** Start Source document **
Regulatory Planning and Review (Executive Order 12866)

    The OMB has not designated this rule as significant under Executive 
Order (E.O.) 12866.
    (1) These amendments are administrative and procedural. This rule 
will not have an effect of $100 million or more on the economy. It will 
not adversely affect in a material way the economy, productivity, 
competition, jobs, the environment, public health or safety, or State, 
local, or tribal governments or communities. A cost-benefit and 
economic analysis is not required.
    (2) This rule will not create a serious inconsistency or otherwise 
interfere with an action taken or planned by another agency.
    (3) This rule will not alter the budgetary effects of entitlements, 
grants, user fees, or loan programs or the rights or obligations of 
their recipients.
    (4) This rule does not raise novel legal or policy issues.

Regulatory Flexibility Act

    The DOI certifies that this rule will not have a significant 
economic effect on a substantial number of small entities under the 
Regulatory Flexibility Act (5 U.S.C. 601 et seq.).
    The changes in the rule will affect lessees and pipeline right-of-
way holders in the OCS. This includes about 130 Federal oil and gas 
lessees and 115 holders of pipeline rights-of-way. Small lessees that 
operate under this rule fall under the Small Business Administration's 
North American Industry Classification System (NAICS) codes 211111, 
Crude Petroleum and Natural Gas Extraction, and 213111, Drilling Oil 
and Gas Wells. For these NAICS code classifications, a small company is 
one with fewer than 500 employees. Based on these criteria, an 
estimated 69 percent of these companies are considered small.
** End Source document **
▶ Required actions
[1] Decide whether each statement agrees with the regulatory review text. Answer yes or no, and quote the words from the text that settle it: (a) The OMB designated this rule as significant under E.O. 12866. (b) The rule will affect about 130 Federal oil and gas lessees. (c) For the NAICS code classifications named, a small company is one with fewer than 1,000 employees.
[2] Write the next paragraph of the regulatory review text, starting right after its final sentence about the share of companies considered small.
The rows after this point are not needed.
** Start Data records **
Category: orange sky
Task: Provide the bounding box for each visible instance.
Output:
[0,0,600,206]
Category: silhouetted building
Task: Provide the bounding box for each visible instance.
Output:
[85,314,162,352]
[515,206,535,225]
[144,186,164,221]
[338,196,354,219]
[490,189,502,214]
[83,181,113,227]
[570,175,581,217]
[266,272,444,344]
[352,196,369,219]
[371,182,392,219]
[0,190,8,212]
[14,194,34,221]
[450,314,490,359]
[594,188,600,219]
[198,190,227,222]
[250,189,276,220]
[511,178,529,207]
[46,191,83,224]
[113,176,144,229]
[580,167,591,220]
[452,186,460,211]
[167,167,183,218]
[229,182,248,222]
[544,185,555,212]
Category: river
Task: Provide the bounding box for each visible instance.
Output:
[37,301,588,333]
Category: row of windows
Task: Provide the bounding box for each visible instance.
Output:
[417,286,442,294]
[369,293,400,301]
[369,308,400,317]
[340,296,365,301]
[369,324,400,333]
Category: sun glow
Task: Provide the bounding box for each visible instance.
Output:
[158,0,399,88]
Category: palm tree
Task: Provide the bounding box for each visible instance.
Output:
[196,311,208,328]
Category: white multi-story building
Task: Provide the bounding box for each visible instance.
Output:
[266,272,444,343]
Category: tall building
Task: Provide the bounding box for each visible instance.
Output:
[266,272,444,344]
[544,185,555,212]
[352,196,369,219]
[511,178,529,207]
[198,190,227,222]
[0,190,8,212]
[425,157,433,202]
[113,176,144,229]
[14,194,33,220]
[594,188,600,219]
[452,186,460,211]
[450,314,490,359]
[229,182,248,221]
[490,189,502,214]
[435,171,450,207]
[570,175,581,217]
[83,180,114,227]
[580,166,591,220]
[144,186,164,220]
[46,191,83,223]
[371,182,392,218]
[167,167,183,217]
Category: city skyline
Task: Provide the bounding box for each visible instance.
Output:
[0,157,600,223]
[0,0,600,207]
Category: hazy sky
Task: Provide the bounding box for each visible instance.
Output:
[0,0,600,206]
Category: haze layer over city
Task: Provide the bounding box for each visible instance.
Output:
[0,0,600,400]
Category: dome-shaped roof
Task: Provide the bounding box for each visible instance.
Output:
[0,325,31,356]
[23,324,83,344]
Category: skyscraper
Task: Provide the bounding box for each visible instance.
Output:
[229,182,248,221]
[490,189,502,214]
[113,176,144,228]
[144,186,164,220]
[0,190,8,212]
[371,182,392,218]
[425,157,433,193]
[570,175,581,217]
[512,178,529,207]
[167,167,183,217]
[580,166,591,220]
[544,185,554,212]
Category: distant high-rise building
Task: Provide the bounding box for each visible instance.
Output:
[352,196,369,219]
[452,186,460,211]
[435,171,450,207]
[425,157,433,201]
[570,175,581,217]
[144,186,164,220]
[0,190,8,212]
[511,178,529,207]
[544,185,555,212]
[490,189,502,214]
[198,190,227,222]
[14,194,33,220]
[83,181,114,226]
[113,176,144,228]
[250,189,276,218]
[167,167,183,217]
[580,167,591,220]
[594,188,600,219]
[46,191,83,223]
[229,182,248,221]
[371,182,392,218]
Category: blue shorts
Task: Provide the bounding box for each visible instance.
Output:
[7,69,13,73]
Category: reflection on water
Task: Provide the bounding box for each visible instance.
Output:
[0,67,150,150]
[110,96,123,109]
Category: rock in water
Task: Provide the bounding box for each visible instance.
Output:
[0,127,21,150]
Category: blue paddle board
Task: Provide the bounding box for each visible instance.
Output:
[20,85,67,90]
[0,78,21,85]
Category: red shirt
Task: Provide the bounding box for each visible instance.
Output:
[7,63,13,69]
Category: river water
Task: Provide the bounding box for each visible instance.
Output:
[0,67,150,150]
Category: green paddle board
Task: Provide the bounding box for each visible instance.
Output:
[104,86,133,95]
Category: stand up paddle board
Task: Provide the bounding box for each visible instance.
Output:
** End Data records **
▶ Task responses
[1]
(a) No: "The OMB has not designated this rule as significant under Executive Order (E.O.) 12866."
(b) Yes: "This includes about 130 Federal oil and gas lessees and 115 holders of pipeline rights-of-way."
(c) No: "For these NAICS code classifications, a small company is one with fewer than 500 employees."

[2]
    This final rule, therefore, will affect a substantial number of 
small entities, but BSEE has concluded that it will not have a 
significant economic effect on those entities. The cost recovery 
service fees increase less than 8 percent as a result of this final 
rule. The highest adjustment, in dollar terms, is for Platform 
Application--Installation--Under the Platform Verification Program, 
which will be increased by $1,659. This dollar amount is insignificant 
as compared to the considerable operational costs and liability risks 
associated with activities on the OCS.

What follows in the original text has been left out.